PASSAGE
- - - -

Collector Server failing health check

Hi, i had snowplow pipeline running on AWS fine until i destroyed and re deployed the terraform modules today, there were AMI updates from snowplow. Since then collector has been failing health checks, everything is setup from Nat gateway to route tables to redshift access to rs loader. but none of the servers (collector, enrich, rs loader etc) getting access to internet, there are no changes in vpc whatsoever
any help ?? this is my collector server app version
Screenshot 2024-01-15 at 6.54.28 PM

are there any breaking changes in collector update ??

Hi @Jahanzaib_Younis, it’s a known issue, we have a PR in review to resolve it. TL;DR the default ami was updated by amazon, and it broke compatibility with the version of docker we were using.

We will release a fix very soon. In the meantime, you can work around it by editing this file in your local copy of the repo, to add the following line to collector_kinesis, and enrich_kinesis modules, and the same for any ec2-based modules in any target you’re using:

Edit - this is the one for eu-central-1, I initially forgot that the AMI ID is different for each region. I have descibed how to get the ami ID for your region in this comment below.

amazon_linux_2_ami_id = "ami-0090963cc60d485c3"

- - - -

INFORMATION PROVIDED
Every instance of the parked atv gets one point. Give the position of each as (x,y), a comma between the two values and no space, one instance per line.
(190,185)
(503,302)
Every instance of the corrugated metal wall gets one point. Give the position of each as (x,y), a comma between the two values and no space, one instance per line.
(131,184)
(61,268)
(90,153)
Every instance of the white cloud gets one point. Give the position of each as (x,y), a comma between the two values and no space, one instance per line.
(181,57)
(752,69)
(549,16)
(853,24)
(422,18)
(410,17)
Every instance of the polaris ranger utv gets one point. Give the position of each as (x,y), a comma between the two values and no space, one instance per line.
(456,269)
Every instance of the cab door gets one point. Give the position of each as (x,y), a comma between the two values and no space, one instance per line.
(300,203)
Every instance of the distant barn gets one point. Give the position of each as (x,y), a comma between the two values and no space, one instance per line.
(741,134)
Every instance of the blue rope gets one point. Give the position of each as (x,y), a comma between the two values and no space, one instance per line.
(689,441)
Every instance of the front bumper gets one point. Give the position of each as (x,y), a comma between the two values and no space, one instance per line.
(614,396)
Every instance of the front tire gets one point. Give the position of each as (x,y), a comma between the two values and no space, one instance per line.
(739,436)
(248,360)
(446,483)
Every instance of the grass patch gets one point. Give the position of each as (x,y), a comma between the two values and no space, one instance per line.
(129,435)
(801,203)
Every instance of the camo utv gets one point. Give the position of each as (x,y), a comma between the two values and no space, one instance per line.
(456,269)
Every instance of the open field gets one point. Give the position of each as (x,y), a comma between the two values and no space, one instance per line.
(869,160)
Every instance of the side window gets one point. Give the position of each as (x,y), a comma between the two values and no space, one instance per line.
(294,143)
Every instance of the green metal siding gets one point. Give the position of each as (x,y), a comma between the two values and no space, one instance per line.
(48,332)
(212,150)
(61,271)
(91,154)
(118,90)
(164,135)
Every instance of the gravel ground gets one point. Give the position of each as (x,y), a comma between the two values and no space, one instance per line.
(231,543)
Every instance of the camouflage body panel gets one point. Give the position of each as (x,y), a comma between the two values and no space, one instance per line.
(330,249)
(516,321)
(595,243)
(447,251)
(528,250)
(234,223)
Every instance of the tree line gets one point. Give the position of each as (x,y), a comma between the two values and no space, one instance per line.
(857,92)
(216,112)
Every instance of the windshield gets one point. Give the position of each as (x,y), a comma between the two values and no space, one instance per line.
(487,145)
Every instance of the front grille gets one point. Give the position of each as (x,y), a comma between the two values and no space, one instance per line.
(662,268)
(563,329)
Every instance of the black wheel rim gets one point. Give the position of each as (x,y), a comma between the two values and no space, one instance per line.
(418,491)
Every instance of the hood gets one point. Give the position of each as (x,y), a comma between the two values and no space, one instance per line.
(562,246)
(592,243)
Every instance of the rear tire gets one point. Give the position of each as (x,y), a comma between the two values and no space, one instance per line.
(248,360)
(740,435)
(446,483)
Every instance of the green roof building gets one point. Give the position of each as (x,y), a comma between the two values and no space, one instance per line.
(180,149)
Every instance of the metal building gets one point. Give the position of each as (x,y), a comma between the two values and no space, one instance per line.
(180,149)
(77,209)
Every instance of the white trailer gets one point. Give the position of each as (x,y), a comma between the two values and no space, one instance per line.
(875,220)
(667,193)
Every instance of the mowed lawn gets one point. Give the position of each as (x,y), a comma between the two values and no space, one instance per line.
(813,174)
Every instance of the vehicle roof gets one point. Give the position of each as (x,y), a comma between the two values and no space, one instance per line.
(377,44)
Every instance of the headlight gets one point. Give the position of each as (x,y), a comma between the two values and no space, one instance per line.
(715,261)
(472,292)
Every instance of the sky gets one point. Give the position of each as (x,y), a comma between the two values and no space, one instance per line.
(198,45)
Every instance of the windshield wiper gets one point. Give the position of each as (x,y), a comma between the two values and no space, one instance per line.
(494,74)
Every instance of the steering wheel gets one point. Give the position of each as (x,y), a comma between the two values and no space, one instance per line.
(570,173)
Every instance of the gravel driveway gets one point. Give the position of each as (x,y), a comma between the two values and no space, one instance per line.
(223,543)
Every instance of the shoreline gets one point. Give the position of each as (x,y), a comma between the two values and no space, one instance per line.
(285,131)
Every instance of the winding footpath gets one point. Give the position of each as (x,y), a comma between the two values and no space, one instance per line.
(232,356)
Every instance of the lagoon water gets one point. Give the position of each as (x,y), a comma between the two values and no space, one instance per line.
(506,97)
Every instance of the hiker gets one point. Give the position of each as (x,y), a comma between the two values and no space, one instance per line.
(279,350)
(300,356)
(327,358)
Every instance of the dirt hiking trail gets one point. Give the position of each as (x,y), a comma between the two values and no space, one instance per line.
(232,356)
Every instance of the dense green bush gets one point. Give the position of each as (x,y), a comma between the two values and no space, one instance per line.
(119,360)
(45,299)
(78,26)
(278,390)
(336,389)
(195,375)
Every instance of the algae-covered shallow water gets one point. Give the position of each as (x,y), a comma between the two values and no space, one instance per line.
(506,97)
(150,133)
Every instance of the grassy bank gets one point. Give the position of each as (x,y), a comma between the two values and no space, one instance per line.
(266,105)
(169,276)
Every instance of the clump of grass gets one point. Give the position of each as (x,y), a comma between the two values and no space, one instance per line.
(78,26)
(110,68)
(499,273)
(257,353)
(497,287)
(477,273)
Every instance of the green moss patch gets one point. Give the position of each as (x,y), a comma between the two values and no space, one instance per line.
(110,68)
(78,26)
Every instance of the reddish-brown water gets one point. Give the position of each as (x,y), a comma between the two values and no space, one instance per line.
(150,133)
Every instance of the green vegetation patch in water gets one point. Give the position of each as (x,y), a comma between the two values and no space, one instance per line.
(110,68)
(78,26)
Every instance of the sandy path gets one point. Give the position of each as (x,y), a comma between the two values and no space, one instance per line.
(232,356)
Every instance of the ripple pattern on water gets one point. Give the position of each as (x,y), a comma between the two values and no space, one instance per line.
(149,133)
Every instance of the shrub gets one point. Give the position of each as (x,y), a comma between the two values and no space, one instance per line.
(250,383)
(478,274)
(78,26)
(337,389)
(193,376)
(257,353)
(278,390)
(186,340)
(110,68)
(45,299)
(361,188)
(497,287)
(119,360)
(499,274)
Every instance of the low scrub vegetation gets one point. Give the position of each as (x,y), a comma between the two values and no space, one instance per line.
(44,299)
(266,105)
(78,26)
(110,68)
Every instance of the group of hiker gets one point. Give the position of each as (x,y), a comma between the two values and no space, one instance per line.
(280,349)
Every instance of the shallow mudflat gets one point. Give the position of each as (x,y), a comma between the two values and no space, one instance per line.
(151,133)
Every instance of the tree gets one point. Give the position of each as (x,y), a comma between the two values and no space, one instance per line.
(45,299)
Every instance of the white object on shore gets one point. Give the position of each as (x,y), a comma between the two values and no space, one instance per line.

- - - -

WHAT TO DO
1. Decide whether each statement below agrees with the thread. (a) An update by Amazon to the default AMI broke compatibility with the Docker version in use. (b) The AMI ID given in the workaround applies to every region. (c) The original poster changed the VPC before the health checks began failing. Answer each with yes or no and quote the deciding words of the thread.
2. Extract every line of the rows that contains the word "tree".

LIST OF SOLUTIONS
1.
(a) Yes: "the default ami was updated by amazon, and it broke compatibility with the version of docker we were using."
(b) No: "I initially forgot that the AMI ID is different for each region."
(c) No: "there are no changes in vpc whatsoever"

2.
Every instance of the tree line gets one point. Give the position of each as (x,y), a comma between the two values and no space, one instance per line.
Every instance of the tree gets one point. Give the position of each as (x,y), a comma between the two values and no space, one instance per line.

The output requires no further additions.